- Raw records:
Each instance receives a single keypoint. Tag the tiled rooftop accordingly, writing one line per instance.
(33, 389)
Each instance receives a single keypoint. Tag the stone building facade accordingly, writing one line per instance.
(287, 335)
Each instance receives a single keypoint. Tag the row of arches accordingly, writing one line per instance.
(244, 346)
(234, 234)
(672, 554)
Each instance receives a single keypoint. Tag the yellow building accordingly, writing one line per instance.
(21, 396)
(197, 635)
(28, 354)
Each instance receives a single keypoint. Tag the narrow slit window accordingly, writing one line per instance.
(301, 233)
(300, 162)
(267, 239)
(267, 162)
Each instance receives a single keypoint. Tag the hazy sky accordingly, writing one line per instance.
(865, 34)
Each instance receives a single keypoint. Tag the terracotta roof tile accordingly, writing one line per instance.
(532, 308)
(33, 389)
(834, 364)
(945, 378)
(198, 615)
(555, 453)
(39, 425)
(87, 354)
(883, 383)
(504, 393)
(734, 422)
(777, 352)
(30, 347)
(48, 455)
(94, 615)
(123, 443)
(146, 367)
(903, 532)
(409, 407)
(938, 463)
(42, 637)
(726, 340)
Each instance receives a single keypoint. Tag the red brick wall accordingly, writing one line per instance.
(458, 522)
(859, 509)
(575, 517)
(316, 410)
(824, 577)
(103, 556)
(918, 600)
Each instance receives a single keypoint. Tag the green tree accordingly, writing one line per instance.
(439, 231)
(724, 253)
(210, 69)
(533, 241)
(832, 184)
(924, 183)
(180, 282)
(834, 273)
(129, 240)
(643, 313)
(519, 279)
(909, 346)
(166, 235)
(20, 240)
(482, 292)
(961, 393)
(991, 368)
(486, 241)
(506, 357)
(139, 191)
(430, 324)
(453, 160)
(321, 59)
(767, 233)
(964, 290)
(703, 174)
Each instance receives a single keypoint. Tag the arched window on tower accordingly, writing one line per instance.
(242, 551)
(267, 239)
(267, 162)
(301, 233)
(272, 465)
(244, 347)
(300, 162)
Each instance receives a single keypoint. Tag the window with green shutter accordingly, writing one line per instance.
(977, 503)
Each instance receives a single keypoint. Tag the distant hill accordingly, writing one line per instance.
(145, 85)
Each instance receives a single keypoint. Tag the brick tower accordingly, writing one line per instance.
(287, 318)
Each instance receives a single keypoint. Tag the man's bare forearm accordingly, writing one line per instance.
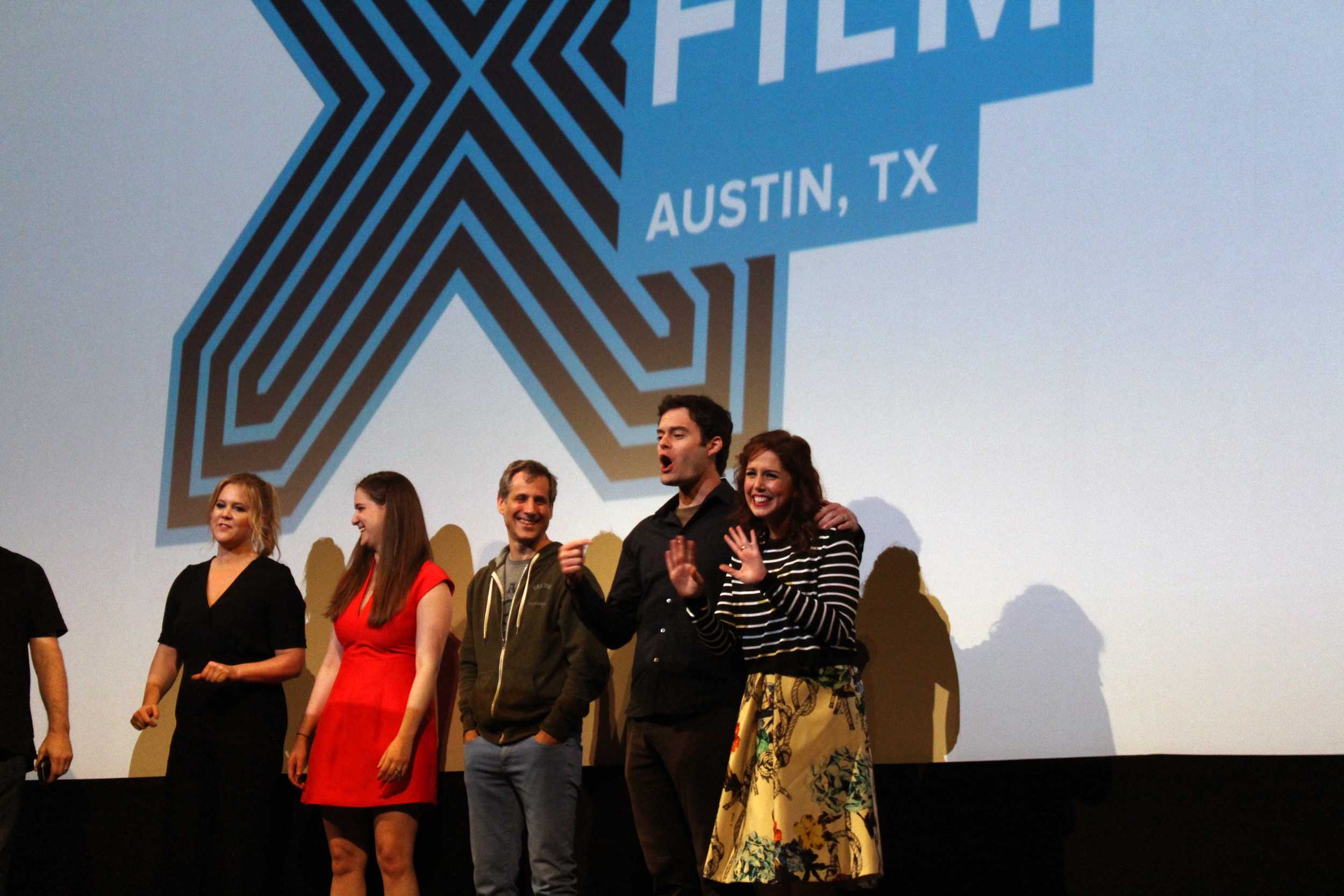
(50, 668)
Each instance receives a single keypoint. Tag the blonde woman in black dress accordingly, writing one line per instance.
(234, 626)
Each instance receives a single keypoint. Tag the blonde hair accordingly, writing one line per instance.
(262, 510)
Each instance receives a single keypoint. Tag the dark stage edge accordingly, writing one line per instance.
(1108, 825)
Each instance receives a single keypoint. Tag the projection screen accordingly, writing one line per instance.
(1052, 286)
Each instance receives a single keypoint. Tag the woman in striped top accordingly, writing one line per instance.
(799, 798)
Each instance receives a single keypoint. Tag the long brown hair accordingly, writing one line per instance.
(404, 551)
(799, 526)
(262, 511)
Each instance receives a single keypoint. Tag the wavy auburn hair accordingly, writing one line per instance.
(799, 527)
(262, 511)
(404, 551)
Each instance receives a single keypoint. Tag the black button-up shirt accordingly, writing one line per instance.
(674, 673)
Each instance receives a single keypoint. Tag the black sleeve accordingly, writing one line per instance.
(45, 618)
(168, 632)
(287, 610)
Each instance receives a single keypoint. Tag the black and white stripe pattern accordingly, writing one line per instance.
(805, 602)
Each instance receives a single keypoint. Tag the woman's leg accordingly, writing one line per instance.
(394, 840)
(347, 838)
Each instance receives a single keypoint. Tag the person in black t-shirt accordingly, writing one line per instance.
(683, 698)
(235, 628)
(30, 622)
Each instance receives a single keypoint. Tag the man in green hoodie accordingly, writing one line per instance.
(530, 671)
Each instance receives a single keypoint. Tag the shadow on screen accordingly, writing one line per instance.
(452, 551)
(321, 571)
(605, 743)
(910, 683)
(1033, 690)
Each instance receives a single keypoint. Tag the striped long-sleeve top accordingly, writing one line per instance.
(799, 618)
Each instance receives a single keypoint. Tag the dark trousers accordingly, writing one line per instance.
(12, 770)
(222, 776)
(674, 769)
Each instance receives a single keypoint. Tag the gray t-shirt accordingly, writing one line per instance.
(512, 575)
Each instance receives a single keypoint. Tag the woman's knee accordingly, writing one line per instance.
(394, 857)
(347, 859)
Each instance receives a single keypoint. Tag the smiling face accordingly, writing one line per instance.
(768, 488)
(230, 519)
(683, 461)
(527, 511)
(369, 520)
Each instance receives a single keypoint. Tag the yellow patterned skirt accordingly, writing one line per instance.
(799, 797)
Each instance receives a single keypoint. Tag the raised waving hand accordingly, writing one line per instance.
(681, 558)
(744, 544)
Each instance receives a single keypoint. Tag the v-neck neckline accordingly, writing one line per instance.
(230, 587)
(364, 605)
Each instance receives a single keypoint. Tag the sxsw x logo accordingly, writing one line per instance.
(464, 148)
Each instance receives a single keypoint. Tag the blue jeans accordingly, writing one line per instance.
(523, 784)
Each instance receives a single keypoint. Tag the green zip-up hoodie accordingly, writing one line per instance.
(535, 671)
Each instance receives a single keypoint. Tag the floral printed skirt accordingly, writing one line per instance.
(799, 798)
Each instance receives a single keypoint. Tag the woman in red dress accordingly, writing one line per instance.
(370, 734)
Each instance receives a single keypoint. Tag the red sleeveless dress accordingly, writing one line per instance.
(366, 706)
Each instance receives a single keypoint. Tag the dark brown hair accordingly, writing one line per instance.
(262, 510)
(710, 417)
(799, 526)
(404, 551)
(530, 470)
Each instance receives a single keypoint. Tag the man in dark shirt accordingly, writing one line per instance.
(684, 700)
(30, 622)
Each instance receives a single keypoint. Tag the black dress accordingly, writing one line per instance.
(226, 752)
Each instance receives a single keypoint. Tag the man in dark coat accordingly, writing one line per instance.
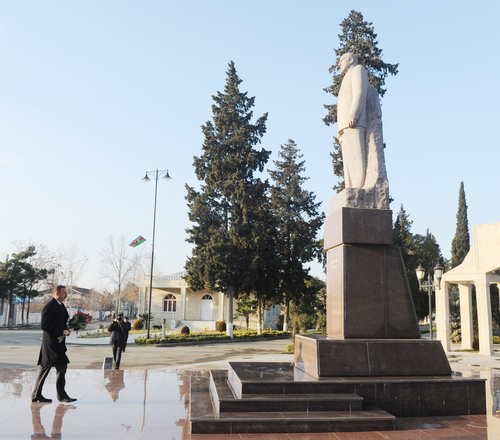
(119, 329)
(53, 352)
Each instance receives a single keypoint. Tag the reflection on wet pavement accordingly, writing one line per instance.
(154, 404)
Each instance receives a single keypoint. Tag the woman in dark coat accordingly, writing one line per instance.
(53, 352)
(119, 329)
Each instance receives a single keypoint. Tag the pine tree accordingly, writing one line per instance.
(233, 230)
(358, 37)
(460, 245)
(298, 222)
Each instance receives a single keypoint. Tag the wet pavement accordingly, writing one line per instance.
(154, 404)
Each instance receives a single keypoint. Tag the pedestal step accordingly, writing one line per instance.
(204, 420)
(224, 400)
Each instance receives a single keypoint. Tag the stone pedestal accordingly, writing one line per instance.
(371, 322)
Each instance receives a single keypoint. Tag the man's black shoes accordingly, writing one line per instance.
(41, 399)
(67, 399)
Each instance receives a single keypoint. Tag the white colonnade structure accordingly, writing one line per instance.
(480, 268)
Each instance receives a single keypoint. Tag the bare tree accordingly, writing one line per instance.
(118, 263)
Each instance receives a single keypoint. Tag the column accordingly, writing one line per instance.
(443, 314)
(466, 315)
(484, 315)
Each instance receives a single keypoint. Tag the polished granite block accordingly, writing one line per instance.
(321, 356)
(358, 226)
(368, 295)
(410, 396)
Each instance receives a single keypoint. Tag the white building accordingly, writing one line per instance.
(175, 302)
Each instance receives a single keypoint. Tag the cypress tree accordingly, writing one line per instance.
(233, 230)
(298, 222)
(358, 37)
(460, 245)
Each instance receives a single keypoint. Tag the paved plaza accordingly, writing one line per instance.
(149, 399)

- What the exercise asks: Please lay out all the material above as a two-column CSV with the headers text and answer, putting each answer on the same row as the text it belongs to. Enclose every field in double quotes, turn any line breaks inside a field into spaces, and leave the pictures out.

- In response:
text,answer
"Each instance receives a single keypoint. Tag the tiled rooftop accordingly, writing one line per instance.","(33, 389)"
"Each instance receives a single keypoint. Tag the stone building facade accordingly, writing one line per instance.","(287, 335)"
"Each instance receives a single keypoint. Tag the row of arches accordingly, writing one line per instance.","(244, 346) (234, 234) (672, 554)"
"Each instance receives a single keypoint. Tag the yellow building accordingly, writing one line per instance.","(21, 396) (197, 635) (28, 354)"
"Each instance receives a single keypoint. Tag the narrow slit window accordingly, writing one line per instance.","(301, 233) (300, 162) (267, 239) (267, 162)"
"Each instance receives a single keypoint. Tag the hazy sky accordingly, writing one line per instance.","(865, 34)"
"Each instance receives a single keypoint. Tag the terracotta roof tile accordingly, writing one line per instance.","(532, 308) (33, 389) (834, 364) (945, 378) (198, 615) (555, 453) (39, 425) (87, 354) (883, 383) (504, 393) (734, 422) (777, 352) (30, 347) (48, 455) (94, 615) (123, 443) (146, 367) (903, 532) (409, 407) (938, 463) (42, 637) (726, 340)"
"Each instance receives a single keypoint. Tag the red brick wall accordingly, writing one line per instance.","(458, 522) (859, 509) (575, 517) (316, 410) (824, 577) (103, 556) (918, 600)"
"Each instance receives a single keypoint. Tag the green tree accordingly, writing one line per instance.","(439, 231) (724, 253) (210, 69) (533, 241) (832, 184) (924, 183) (180, 282) (834, 273) (129, 240) (643, 313) (519, 279) (909, 346) (166, 235) (20, 240) (482, 292) (961, 393) (991, 368) (486, 241) (506, 357) (139, 191) (430, 324) (453, 160) (321, 59) (767, 233) (964, 290) (703, 174)"
"Each instance receives a single keypoint. Tag the arched window on tower accordingly, writing one line per instance.","(242, 551) (267, 239) (267, 162) (301, 233) (272, 465) (244, 347) (300, 162)"
"Each instance receives a single keypoint. Tag the window with green shutter accordingly, writing one line per instance.","(977, 503)"
"Each instance receives a single keypoint. Tag the distant hill accordingly, writing one line per instance.","(145, 85)"
"Each instance receives a single keypoint. Tag the brick tower accordingly, writing one line per instance.","(287, 318)"
"Each instance receives a single keypoint. Tag the man's bare forearm accordingly, writing one line per instance.","(50, 668)"
"Each instance receives a single keypoint. Tag the blonde woman in black dress accordingly, writing one line per instance.","(234, 626)"
"Each instance receives a single keypoint. Tag the blonde hair accordingly, writing one line per instance.","(262, 510)"
"Each instance receives a single keypoint. Tag the dark stage edge accordingly, writing one line per instance.","(1108, 825)"
"Each instance receives a single keypoint. Tag the projection screen accordingly, writing one line per instance.","(1052, 286)"
"Each instance receives a single keypoint. Tag the woman in striped top accordingly, writing one line per instance.","(799, 798)"
"Each instance receives a single keypoint. Tag the long brown hair accordingly, writing one line per instance.","(404, 551) (799, 526) (262, 511)"
"Each instance receives a single keypoint. Tag the wavy auburn hair accordingly, writing one line per instance.","(799, 527) (262, 511) (404, 551)"
"Each instance receives a single keypoint. Tag the black button-up shirt accordingly, writing one line per instance.","(674, 673)"
"Each instance receives a single keypoint. Tag the black sleeve accordingly, writing one line per instance.","(45, 618) (168, 632) (287, 610)"
"Each instance receives a single keypoint. Tag the black and white stripe pattern accordingly, writing one line per instance.","(805, 602)"
"Each instance receives a single keypoint. Tag the woman's leg accordingly, writing one line per instance.","(394, 840) (347, 838)"
"Each instance receives a single keypoint. Tag the person in black t-shirt accordingly, writing one line per instance.","(683, 698) (235, 628) (30, 622)"
"Each instance receives a single keypoint. Tag the man in green hoodie accordingly, writing one line per instance.","(530, 671)"
"Each instance receives a single keypoint. Tag the shadow on screen accordingly, writing one line per instance.","(452, 551) (321, 571) (605, 743) (910, 683) (1033, 690)"
"Each instance receives a single keypoint. Tag the striped long-sleeve top accordingly, writing one line per instance.","(799, 618)"
"Each instance receives a single keypoint. Tag the dark trousers accordingly, writing one line per instance.","(12, 770) (222, 776) (674, 769)"
"Each instance receives a single keypoint. Tag the gray t-shirt accordingly, writing one line per instance.","(512, 575)"
"Each instance receives a single keypoint. Tag the woman's knee accordingly, writing one line per instance.","(394, 857) (347, 859)"
"Each instance receives a single keypoint. Tag the smiling face accordingly, writing one line per instance.","(768, 488) (230, 519) (683, 461) (527, 511) (369, 520)"
"Each instance receives a single keypoint. Tag the yellow patterned skirt accordingly, writing one line per instance.","(799, 797)"
"Each instance receives a single keypoint. Tag the raised waving hand accordingly, writing one line per instance.","(681, 558) (744, 544)"
"Each instance receives a single keypoint. Tag the v-neck neckline accordingly, writing one line per instance.","(230, 587) (364, 605)"
"Each instance receives a single keypoint. Tag the sxsw x logo accordingly, writing one line per instance.","(464, 148)"
"Each instance receives a single keypoint. Tag the blue jeans accordingly, writing one line per instance.","(523, 784)"
"Each instance receives a single keypoint. Tag the green zip-up hoodie accordingly, writing one line per instance.","(535, 671)"
"Each instance receives a single keypoint. Tag the floral printed skirt accordingly, writing one line per instance.","(799, 798)"
"Each instance receives a single keypoint. Tag the woman in red dress accordingly, writing one line per instance.","(370, 734)"
"Each instance receives a single keypoint. Tag the red sleeveless dress accordingly, writing one line per instance.","(366, 706)"
"Each instance receives a single keypoint. Tag the dark brown hair accordingly, writing one line per instance.","(262, 510) (710, 417) (799, 526) (404, 551) (530, 470)"
"Each instance receives a single keypoint. Tag the man in dark shirt accordingly, writing one line per instance.","(684, 700) (30, 622)"
"Each instance receives a single keypoint. Tag the black dress accordingly, writing one line per instance.","(226, 752)"
"Each instance receives a single keypoint. Tag the man in dark coat accordingly, writing one line per instance.","(119, 329) (53, 352)"
"Each instance receives a single keypoint. Tag the reflection on wet pavement accordingly, writing one line per instance.","(154, 404)"
"Each instance receives a single keypoint. Tag the woman in dark coat accordingly, writing one line per instance.","(53, 352) (119, 329)"
"Each instance receives a single keypoint. Tag the pine tree accordingly, writing one line per instance.","(233, 230) (358, 37) (460, 245) (298, 222)"
"Each instance receives a single keypoint. Tag the wet pavement accordingly, writing one line per instance.","(154, 404)"
"Each instance receives a single keypoint. Tag the pedestal step accordingly, writing one line per instance.","(204, 420) (224, 400)"
"Each instance receives a single keypoint. Tag the stone pedestal accordingly, writing one line per instance.","(371, 322)"
"Each instance receives a single keypoint. Tag the man's black shoes accordingly, writing one line per instance.","(41, 399) (67, 399)"
"Each instance receives a single keypoint. Tag the white colonnade structure accordingly, writing one line per instance.","(480, 268)"
"Each instance receives a single keypoint. Tag the bare tree accordingly, writing one line per instance.","(118, 263)"
"Each instance receives a single keypoint. Tag the column accordingly, writing one line per instance.","(443, 314) (466, 315) (484, 315)"
"Each instance receives a single keypoint. Tag the polished granite block accordingly, writing one line per instance.","(321, 356) (358, 226) (368, 295) (410, 396)"
"Each instance receives a single keypoint. Tag the white building accordingly, writing one line per instance.","(175, 302)"
"Each instance receives a single keypoint. Tag the cypress tree accordingly, writing one line per instance.","(233, 230) (298, 222) (358, 37) (460, 245)"
"Each instance receives a single keypoint. Tag the paved plaza accordingly, writing one line per instance.","(149, 399)"